*Kaynak metin*:
########

Atatürk’e, Atatürk İlke ve İnkılaplarına yürekten bağlı, askerliğini teğmen olarak yapan, asıl mesleği öğretmen olan, M. Fehmi Kubilay, 23 Aralık 1930 tarihinde, devlete karşı ayaklanan gerici, yobaz Derviş Mehmet ve cani arkadaşlarının çıkardığı isyanı bastırmaya giderken, Menemen’de başı kesilerek, vahşetle şehit edilmiştir. 

Hadise Ankara’da, Atatürk’e intikal edince, fevkalade üzgün ve hiddetli olan Gazi, derhal komutanları çağırır, gözleri çakmak çakmak, “Ben Türkiye haritasında, bu şehir görmek istemiyorum” der. Komutanlar, çok sinirli, gözü hiçbir şey görmeyen, dinlemeyen, Atatürk’ün yanından ayrılıp, doğru İsmet Paşa’nın yanına giderler. Durumu anlatırlar; “Paşam, çok sinirli olan Gazi Hazretlerini, sadece siz durdurabilirsiniz,” derler. İnönü, derhal Çankaya Köşkü’ne çıkar. Atatürk’ün konuşmasına fırsat vermeden, “Gazi Hazretleri, Menemen’deki olayı büyük bir yeis ile öğrendim. Hiç merak buyurmayınız, devlet ve hükümet olarak tüm tedbirleri aldık, caniler en ağır şekilde cezalandırılacaklardır.” Atatürk’ün yaşamında her zaman yanında olan, Milli Mücadele’yi, İstiklal Savaşı’nı, Cumhuriyet’i, inkılapları birlikte hayata geçirdikleri İsmet Paşa’ya, “Peki İsmet, beni temsil eden, evladım, subayım, Kubilay’a yapılan bu cinayeti kabul edemem, madem ki, sen duruma müdahil oldun, örfi idare ilan edip, gerekeni yaptın, caniler bunu hayatları ile ödeyeceklerdir. Hadiseyi hassasiyetle takip edeceğim” der.

########

*Verilen bilgiler*:
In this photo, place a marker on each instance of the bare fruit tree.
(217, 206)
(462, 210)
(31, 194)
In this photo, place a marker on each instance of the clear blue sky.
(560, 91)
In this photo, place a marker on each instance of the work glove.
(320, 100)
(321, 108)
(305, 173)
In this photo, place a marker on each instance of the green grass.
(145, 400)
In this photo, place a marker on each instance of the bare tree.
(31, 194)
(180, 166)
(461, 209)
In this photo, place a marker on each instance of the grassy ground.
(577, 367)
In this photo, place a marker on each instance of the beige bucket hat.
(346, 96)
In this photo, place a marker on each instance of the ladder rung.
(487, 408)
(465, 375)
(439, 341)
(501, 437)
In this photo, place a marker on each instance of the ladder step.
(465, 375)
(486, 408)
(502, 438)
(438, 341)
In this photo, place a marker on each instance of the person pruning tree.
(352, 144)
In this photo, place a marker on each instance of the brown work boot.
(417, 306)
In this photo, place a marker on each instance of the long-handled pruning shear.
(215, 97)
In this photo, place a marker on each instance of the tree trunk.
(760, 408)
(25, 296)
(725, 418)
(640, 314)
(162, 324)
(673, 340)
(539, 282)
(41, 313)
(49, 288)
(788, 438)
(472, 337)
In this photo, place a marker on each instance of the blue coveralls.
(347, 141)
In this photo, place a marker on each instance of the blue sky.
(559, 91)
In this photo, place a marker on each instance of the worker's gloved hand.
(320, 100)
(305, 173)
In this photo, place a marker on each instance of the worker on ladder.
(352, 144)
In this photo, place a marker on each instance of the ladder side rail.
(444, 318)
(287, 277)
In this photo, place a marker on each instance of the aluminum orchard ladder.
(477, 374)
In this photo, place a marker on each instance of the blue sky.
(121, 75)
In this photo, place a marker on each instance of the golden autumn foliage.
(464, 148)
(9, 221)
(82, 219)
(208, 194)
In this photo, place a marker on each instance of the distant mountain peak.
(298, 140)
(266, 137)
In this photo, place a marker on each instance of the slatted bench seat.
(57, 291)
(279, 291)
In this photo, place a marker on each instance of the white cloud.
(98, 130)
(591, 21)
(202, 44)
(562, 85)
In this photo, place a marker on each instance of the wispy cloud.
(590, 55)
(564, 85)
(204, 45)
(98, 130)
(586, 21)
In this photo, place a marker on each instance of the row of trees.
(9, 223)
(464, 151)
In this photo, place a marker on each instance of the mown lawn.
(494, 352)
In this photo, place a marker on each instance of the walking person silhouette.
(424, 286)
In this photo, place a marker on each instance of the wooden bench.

########

Kubilay olayını anlatan metinde "Atatürk’e, Atatürk İlke" sözlerinden "vahşetle şehit edilmiştir." sözlerine kadar her şeyi aynen alıntılayın.

Atatürk’e, Atatürk İlke ve İnkılaplarına yürekten bağlı, askerliğini teğmen olarak yapan, asıl mesleği öğretmen olan, M. Fehmi Kubilay, 23 Aralık 1930 tarihinde, devlete karşı ayaklanan gerici, yobaz Derviş Mehmet ve cani arkadaşlarının çıkardığı isyanı bastırmaya giderken, Menemen’de başı kesilerek, vahşetle şehit edilmiştir.